══ Data extract ══

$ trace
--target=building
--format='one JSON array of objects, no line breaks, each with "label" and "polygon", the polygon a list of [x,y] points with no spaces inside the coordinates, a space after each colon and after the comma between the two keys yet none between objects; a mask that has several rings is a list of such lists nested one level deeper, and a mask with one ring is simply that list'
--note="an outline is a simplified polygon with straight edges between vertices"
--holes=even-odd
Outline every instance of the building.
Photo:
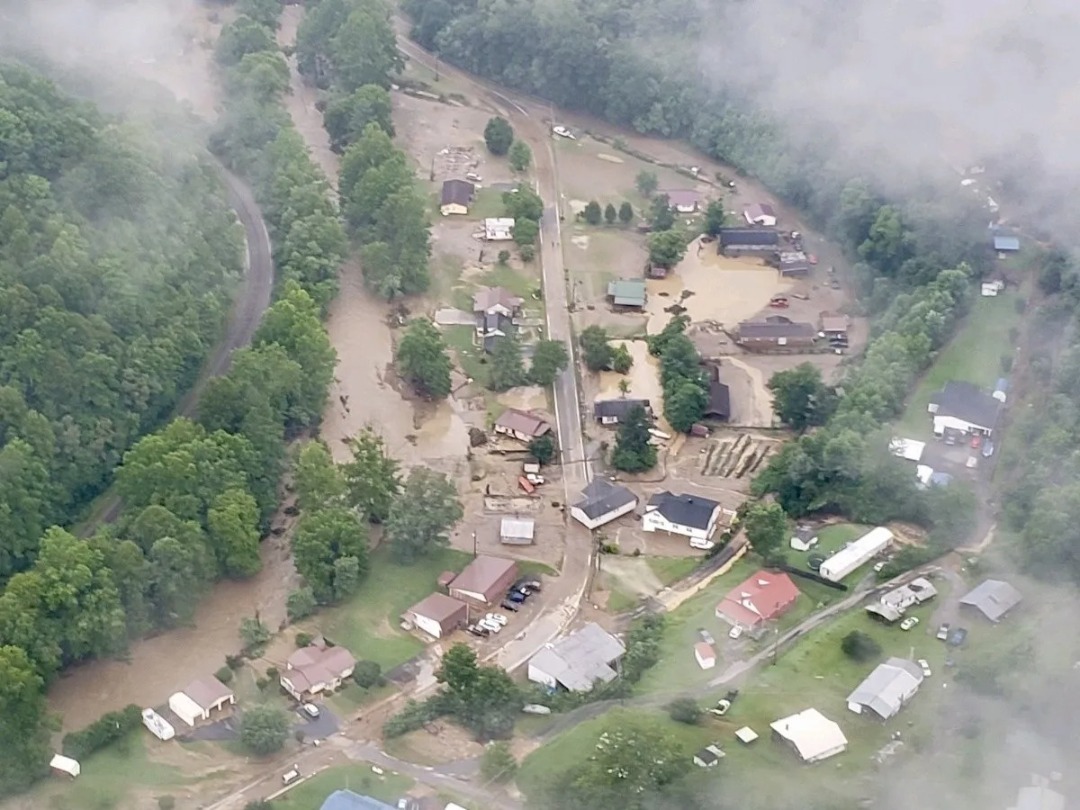
[{"label": "building", "polygon": [[855,714],[866,712],[888,720],[915,696],[922,682],[922,668],[914,661],[889,658],[848,695],[847,707]]},{"label": "building", "polygon": [[281,686],[297,700],[337,689],[353,674],[356,659],[344,647],[331,647],[320,639],[288,657]]},{"label": "building", "polygon": [[500,338],[513,335],[517,331],[517,325],[512,318],[493,313],[491,315],[477,315],[476,336],[480,338],[484,354],[492,354]]},{"label": "building", "polygon": [[799,251],[784,251],[780,254],[780,263],[777,269],[784,278],[802,278],[812,268],[810,258]]},{"label": "building", "polygon": [[450,583],[450,595],[483,605],[498,604],[517,579],[513,560],[480,554]]},{"label": "building", "polygon": [[169,697],[169,709],[189,726],[209,720],[211,713],[234,703],[236,695],[213,675],[192,681],[183,692]]},{"label": "building", "polygon": [[899,437],[889,441],[890,453],[897,458],[914,461],[916,464],[922,461],[925,451],[926,442],[916,441],[915,439],[901,439]]},{"label": "building", "polygon": [[839,582],[856,568],[870,562],[888,548],[893,533],[884,526],[871,529],[858,540],[848,543],[821,564],[818,574],[825,579]]},{"label": "building", "polygon": [[[899,588],[893,588],[893,590],[883,594],[878,603],[889,608],[899,617],[912,605],[929,602],[935,596],[937,596],[937,588],[934,587],[933,583],[926,577],[916,577],[907,585],[901,585]],[[890,619],[890,621],[895,621],[895,619]]]},{"label": "building", "polygon": [[1009,381],[1004,377],[998,377],[998,381],[994,383],[994,393],[990,396],[1004,403],[1009,398]]},{"label": "building", "polygon": [[668,205],[680,214],[693,214],[701,210],[702,196],[690,189],[658,191],[656,195],[668,198]]},{"label": "building", "polygon": [[1020,250],[1020,238],[1017,236],[995,236],[994,250],[998,253],[1016,253]]},{"label": "building", "polygon": [[719,748],[719,746],[706,745],[694,754],[694,764],[699,768],[712,768],[725,756],[727,755]]},{"label": "building", "polygon": [[468,180],[447,180],[442,184],[439,210],[444,217],[451,214],[467,214],[476,194],[476,186]]},{"label": "building", "polygon": [[607,294],[612,306],[641,309],[646,301],[645,279],[617,278],[608,282]]},{"label": "building", "polygon": [[542,417],[517,408],[507,408],[495,420],[495,432],[519,442],[531,442],[551,432],[551,424]]},{"label": "building", "polygon": [[809,551],[818,543],[817,531],[813,526],[800,523],[795,527],[795,534],[791,535],[788,544],[796,551]]},{"label": "building", "polygon": [[712,669],[716,666],[716,650],[712,644],[699,641],[694,645],[694,660],[702,669]]},{"label": "building", "polygon": [[503,287],[481,287],[473,294],[473,313],[516,318],[525,299]]},{"label": "building", "polygon": [[987,579],[960,599],[961,605],[974,608],[995,624],[1020,604],[1024,597],[1008,582]]},{"label": "building", "polygon": [[392,805],[351,790],[335,790],[319,806],[319,810],[397,810]]},{"label": "building", "polygon": [[595,622],[589,622],[565,638],[545,644],[529,659],[529,680],[549,689],[588,692],[597,681],[610,683],[618,677],[618,661],[626,647]]},{"label": "building", "polygon": [[536,539],[536,521],[532,518],[503,518],[499,524],[499,542],[504,546],[531,546]]},{"label": "building", "polygon": [[168,742],[176,736],[176,729],[172,723],[155,712],[153,709],[142,710],[142,724],[146,730],[163,742]]},{"label": "building", "polygon": [[758,738],[758,733],[750,728],[750,726],[743,726],[735,732],[735,737],[743,745],[749,745]]},{"label": "building", "polygon": [[726,422],[731,418],[731,389],[720,382],[720,366],[716,363],[707,364],[705,377],[709,381],[709,401],[702,416]]},{"label": "building", "polygon": [[49,767],[56,773],[70,776],[72,779],[82,773],[82,765],[79,764],[79,761],[71,757],[65,757],[63,754],[53,754],[53,758],[49,760]]},{"label": "building", "polygon": [[433,593],[405,611],[401,618],[432,638],[443,638],[469,623],[469,606],[444,593]]},{"label": "building", "polygon": [[742,215],[747,225],[760,225],[763,228],[776,227],[776,209],[768,203],[748,205],[743,209]]},{"label": "building", "polygon": [[[1034,781],[1034,780],[1033,780]],[[1016,804],[1009,810],[1065,810],[1065,797],[1046,784],[1032,784],[1020,788],[1016,794]]]},{"label": "building", "polygon": [[979,292],[984,298],[996,298],[1005,289],[1003,281],[984,281],[979,285]]},{"label": "building", "polygon": [[513,217],[488,217],[484,220],[484,239],[488,242],[506,242],[513,238]]},{"label": "building", "polygon": [[817,709],[804,709],[770,723],[769,727],[777,738],[795,750],[803,762],[820,762],[847,748],[847,737],[840,726]]},{"label": "building", "polygon": [[638,503],[633,492],[604,478],[594,478],[581,495],[570,507],[570,517],[590,530],[633,512]]},{"label": "building", "polygon": [[780,234],[766,228],[721,228],[717,251],[726,256],[742,253],[776,253]]},{"label": "building", "polygon": [[773,316],[766,321],[743,321],[735,342],[747,349],[775,349],[783,346],[813,346],[817,330],[812,323],[789,321]]},{"label": "building", "polygon": [[973,383],[950,380],[930,397],[927,411],[934,417],[935,436],[945,435],[946,430],[990,436],[1001,414],[1001,402]]},{"label": "building", "polygon": [[690,538],[694,548],[709,549],[716,530],[720,504],[698,495],[657,492],[645,504],[641,528],[647,532],[667,532]]},{"label": "building", "polygon": [[783,616],[799,595],[799,589],[787,574],[763,569],[728,591],[716,606],[716,618],[756,630],[765,622]]},{"label": "building", "polygon": [[644,409],[646,416],[652,416],[652,405],[649,400],[623,398],[596,400],[593,403],[593,418],[601,425],[617,425],[637,407]]},{"label": "building", "polygon": [[848,329],[851,322],[847,315],[835,315],[831,312],[821,313],[821,333],[827,340],[847,340]]}]

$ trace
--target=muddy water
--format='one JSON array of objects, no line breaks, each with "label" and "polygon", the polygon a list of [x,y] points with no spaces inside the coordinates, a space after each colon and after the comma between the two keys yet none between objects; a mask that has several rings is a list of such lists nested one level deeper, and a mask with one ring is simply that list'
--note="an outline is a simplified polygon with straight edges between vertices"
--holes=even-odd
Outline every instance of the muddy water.
[{"label": "muddy water", "polygon": [[657,427],[660,430],[670,432],[671,426],[661,413],[661,403],[664,401],[664,391],[660,386],[660,363],[649,354],[649,347],[644,340],[615,340],[613,346],[622,345],[634,358],[634,365],[626,375],[616,374],[614,371],[601,371],[599,376],[599,391],[597,399],[617,399],[622,396],[619,391],[619,381],[626,380],[630,383],[628,397],[634,399],[647,399],[656,411]]}]

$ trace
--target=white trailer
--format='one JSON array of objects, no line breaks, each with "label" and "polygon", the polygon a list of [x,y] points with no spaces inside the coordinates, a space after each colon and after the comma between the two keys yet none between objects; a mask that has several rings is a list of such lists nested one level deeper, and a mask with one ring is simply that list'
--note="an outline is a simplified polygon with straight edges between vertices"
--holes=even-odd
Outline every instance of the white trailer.
[{"label": "white trailer", "polygon": [[49,767],[57,773],[62,773],[75,779],[80,773],[82,773],[82,765],[71,757],[65,757],[63,754],[56,754],[50,761]]},{"label": "white trailer", "polygon": [[153,709],[143,709],[142,712],[143,725],[157,737],[159,740],[168,741],[176,736],[176,729],[172,727],[172,723],[155,712]]},{"label": "white trailer", "polygon": [[892,541],[893,533],[884,526],[871,529],[858,540],[849,543],[825,560],[818,573],[825,579],[839,582],[860,565],[870,562]]}]

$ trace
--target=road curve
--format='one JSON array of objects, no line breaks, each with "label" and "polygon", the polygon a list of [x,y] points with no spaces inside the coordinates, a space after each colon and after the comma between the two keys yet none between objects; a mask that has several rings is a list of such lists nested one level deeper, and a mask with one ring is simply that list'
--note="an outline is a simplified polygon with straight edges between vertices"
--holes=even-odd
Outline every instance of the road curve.
[{"label": "road curve", "polygon": [[[233,352],[251,343],[263,313],[270,306],[270,297],[274,290],[274,260],[270,234],[266,230],[262,211],[255,202],[255,195],[243,180],[221,163],[214,161],[214,167],[225,185],[229,205],[244,228],[247,252],[244,281],[233,300],[225,334],[203,362],[195,384],[177,405],[176,416],[193,416],[206,383],[227,372],[232,363]],[[122,508],[120,496],[110,495],[98,513],[83,525],[80,533],[85,537],[93,534],[102,523],[115,522]]]}]

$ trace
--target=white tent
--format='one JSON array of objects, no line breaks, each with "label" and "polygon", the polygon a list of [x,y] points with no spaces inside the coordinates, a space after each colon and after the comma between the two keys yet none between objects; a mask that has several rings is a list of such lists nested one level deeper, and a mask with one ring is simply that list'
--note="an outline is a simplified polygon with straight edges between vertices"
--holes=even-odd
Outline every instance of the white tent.
[{"label": "white tent", "polygon": [[772,730],[791,743],[804,762],[819,762],[847,748],[840,726],[817,709],[804,709],[771,724]]},{"label": "white tent", "polygon": [[169,698],[169,709],[189,726],[194,726],[199,720],[204,720],[208,716],[202,706],[183,692],[176,692]]},{"label": "white tent", "polygon": [[65,757],[63,754],[57,754],[49,761],[49,767],[54,771],[60,771],[60,773],[66,773],[72,779],[82,773],[82,765],[77,760],[71,757]]}]

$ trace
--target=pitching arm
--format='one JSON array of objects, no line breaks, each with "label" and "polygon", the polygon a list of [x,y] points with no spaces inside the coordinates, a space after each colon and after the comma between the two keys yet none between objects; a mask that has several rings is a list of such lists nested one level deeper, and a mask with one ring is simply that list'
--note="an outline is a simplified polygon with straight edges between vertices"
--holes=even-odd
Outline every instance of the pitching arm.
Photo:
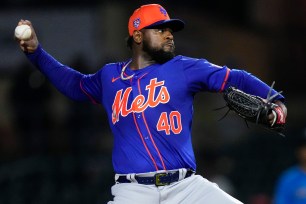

═══

* What to produce *
Take the line with "Outline every instance of the pitching arm." and every line after it through the end of the data, and write only them out exactly, leaving out the pictures.

* Output for this exercise *
Outline every instance of the pitching arm.
Photo:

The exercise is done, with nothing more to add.